# [Data for the task]
☆ ☆ ☆ ☆

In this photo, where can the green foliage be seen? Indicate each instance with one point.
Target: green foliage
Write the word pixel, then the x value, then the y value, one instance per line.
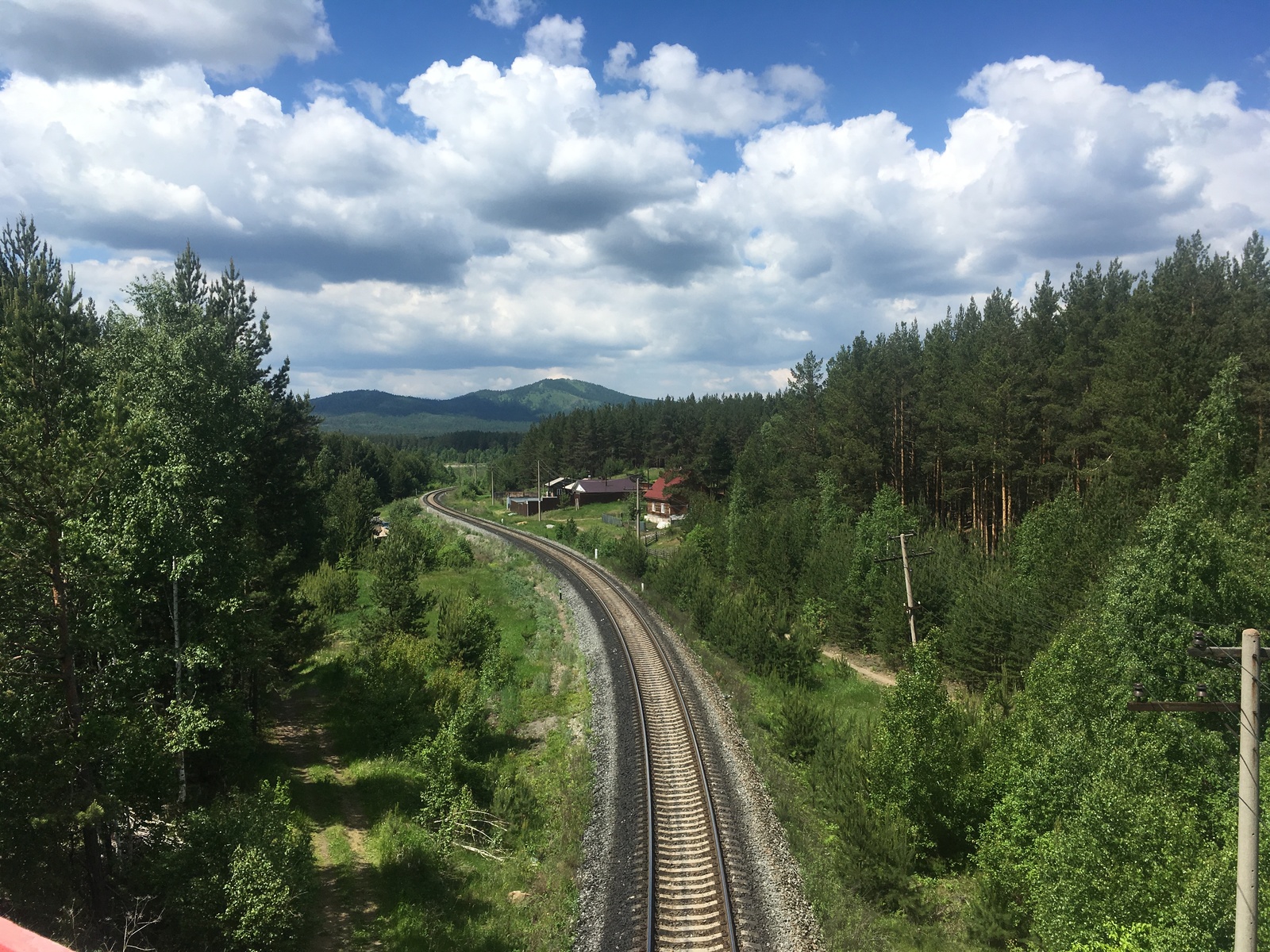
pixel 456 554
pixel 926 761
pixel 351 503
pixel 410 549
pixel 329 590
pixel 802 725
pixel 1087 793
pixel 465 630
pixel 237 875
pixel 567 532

☆ ☆ ☆ ☆

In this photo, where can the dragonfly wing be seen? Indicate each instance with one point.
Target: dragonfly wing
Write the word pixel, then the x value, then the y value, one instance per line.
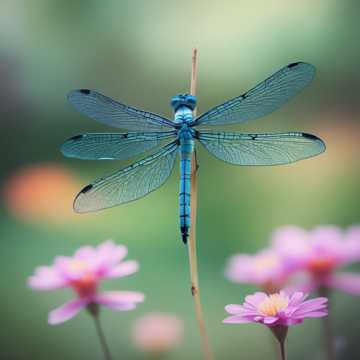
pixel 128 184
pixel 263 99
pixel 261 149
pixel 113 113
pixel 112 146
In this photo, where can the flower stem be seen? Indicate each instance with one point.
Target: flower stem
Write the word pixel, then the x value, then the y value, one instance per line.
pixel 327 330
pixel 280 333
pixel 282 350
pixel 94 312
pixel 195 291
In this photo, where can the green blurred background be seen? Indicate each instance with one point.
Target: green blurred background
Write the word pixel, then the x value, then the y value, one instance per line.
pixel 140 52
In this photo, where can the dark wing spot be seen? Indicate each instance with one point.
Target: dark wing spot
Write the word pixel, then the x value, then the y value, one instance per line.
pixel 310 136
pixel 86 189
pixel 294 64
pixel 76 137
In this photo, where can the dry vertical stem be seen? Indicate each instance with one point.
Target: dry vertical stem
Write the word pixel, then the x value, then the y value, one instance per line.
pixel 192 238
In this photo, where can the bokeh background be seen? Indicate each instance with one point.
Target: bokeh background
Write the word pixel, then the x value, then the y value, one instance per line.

☆ ☆ ☆ ☆

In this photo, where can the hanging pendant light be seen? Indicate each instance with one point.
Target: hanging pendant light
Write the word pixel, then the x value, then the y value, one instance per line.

☆ ☆ ☆ ☆

# [Exercise aim]
Where does the word "spot" appear in the listing above? Copy every line that holds it.

# [Exercise solution]
In this photo, where can the dark wing spot be seen? Indicate each instance with one point.
Target: dark wing spot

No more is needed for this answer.